■ **Challenge**: From the line that includes "Q: Find one point on every instance of the eyeglasses" to the last line of the records, inclusive, repeat each line exactly.
++++ Data excerpts
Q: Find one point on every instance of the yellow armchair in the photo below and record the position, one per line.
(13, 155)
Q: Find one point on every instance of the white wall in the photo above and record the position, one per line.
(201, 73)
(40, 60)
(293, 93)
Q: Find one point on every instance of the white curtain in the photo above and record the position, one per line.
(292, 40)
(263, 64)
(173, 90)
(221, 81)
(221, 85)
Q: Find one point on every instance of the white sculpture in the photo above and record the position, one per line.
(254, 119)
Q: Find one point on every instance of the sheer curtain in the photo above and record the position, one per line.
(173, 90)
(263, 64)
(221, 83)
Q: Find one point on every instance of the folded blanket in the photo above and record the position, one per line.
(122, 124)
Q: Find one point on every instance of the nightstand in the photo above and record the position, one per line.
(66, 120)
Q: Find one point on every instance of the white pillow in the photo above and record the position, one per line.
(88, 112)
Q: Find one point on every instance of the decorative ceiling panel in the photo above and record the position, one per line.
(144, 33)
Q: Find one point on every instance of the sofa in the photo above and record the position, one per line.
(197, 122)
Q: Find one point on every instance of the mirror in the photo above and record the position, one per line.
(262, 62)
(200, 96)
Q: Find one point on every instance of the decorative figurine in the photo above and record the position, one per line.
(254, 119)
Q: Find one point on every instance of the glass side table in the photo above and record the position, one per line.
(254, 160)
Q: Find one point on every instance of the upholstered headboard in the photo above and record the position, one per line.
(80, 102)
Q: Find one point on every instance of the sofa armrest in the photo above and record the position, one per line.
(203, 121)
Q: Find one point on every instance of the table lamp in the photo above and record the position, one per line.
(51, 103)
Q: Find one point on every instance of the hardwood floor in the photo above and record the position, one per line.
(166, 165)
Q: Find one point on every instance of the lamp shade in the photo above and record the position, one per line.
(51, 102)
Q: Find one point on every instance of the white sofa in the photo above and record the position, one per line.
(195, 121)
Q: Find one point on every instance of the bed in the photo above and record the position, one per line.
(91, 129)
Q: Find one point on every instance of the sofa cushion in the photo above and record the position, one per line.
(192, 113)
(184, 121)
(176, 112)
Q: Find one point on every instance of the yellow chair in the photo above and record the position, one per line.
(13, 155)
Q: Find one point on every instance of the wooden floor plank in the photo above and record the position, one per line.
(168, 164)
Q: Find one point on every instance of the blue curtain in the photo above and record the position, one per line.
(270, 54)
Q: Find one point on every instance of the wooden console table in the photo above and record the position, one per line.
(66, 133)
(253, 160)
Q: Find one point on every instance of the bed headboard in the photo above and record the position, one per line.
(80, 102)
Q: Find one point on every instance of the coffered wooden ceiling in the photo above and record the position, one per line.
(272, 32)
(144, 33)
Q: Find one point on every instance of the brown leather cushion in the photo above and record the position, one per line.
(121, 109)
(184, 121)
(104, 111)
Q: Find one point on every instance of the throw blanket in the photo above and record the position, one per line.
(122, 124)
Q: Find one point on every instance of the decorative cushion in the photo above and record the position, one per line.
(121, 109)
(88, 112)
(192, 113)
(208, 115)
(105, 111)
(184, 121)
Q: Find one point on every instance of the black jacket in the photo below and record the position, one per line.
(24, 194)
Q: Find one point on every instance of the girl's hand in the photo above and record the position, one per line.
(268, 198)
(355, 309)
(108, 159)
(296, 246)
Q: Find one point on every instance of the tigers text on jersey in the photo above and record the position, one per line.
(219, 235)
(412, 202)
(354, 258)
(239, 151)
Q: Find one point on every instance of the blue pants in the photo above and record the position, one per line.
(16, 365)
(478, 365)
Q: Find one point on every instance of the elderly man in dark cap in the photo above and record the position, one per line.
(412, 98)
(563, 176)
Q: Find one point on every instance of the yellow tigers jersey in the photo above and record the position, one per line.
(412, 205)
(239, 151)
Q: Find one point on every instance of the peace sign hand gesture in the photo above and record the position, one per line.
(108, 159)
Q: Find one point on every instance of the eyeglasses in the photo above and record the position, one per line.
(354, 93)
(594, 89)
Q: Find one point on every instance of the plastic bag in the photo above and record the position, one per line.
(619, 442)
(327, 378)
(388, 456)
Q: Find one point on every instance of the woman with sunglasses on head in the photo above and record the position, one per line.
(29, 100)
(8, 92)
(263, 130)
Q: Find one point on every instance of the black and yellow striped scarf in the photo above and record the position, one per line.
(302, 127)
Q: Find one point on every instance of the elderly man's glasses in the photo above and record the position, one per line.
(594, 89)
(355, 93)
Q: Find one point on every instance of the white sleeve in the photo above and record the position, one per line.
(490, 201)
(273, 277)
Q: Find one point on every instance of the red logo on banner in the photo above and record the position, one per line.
++++++++
■ **Correct answer**:
Q: Find one point on every instance of the eyeglasses in the photo above and record the position, one per line.
(354, 93)
(594, 89)
Q: Find one point on every instance of the plastic bag in the photo above and record the position, one per line.
(619, 442)
(327, 378)
(388, 456)
Q: Find one point on every instance of the woman with sunglasses on head in the photo above and record the position, one per line.
(29, 100)
(8, 92)
(263, 130)
Q: Find one point on every instance of the black and yellow striped scarf in the photo above and record the position, one per line.
(302, 127)
Q: Find one point on every instance of the elderly man's glasses in the photo above and record the position, one per line.
(594, 89)
(355, 93)
Q: Find one point on every instance of the white sleeve in the photo above and record the position, one per line.
(490, 201)
(273, 277)
Q: Find one point on every instance of the red logo on banner in the photo above and record the position, one per line.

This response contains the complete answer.